▼▼▼

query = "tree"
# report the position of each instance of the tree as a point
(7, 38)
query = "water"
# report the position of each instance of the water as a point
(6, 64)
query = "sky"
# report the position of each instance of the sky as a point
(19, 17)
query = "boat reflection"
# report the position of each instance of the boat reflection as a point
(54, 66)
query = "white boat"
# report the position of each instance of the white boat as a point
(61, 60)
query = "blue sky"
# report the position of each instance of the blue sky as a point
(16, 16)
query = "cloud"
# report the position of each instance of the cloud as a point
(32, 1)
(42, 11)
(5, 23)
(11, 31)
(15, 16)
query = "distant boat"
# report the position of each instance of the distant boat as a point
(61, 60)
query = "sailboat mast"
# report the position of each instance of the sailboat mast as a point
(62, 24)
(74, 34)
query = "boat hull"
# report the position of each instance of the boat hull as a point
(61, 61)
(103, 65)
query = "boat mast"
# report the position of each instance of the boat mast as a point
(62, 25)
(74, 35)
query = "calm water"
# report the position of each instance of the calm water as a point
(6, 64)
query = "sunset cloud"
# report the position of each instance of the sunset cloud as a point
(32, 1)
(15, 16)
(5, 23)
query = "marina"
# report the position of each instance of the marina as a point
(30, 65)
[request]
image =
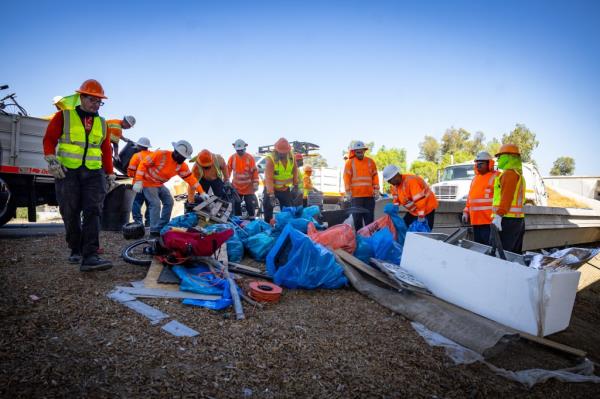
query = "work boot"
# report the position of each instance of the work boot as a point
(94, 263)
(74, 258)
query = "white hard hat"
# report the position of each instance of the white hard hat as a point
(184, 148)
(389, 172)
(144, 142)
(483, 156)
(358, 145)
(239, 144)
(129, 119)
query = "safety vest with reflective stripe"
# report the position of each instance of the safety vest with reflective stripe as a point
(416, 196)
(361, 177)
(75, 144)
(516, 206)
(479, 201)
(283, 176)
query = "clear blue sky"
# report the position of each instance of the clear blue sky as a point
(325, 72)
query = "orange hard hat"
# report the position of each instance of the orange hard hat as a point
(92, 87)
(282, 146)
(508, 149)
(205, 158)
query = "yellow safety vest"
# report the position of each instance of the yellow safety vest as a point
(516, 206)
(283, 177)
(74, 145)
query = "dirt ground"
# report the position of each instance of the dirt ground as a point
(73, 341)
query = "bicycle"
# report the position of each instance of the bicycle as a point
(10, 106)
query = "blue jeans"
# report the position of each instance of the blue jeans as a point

▲▲▲

* GIVEN EXERCISE *
Report every line of the items that contains the string "with", copying each line in full. Case counts.

* REPLY *
query = "safety vest with reflective stripe"
# report the position of each instance of the safety vest with reflective stripe as a point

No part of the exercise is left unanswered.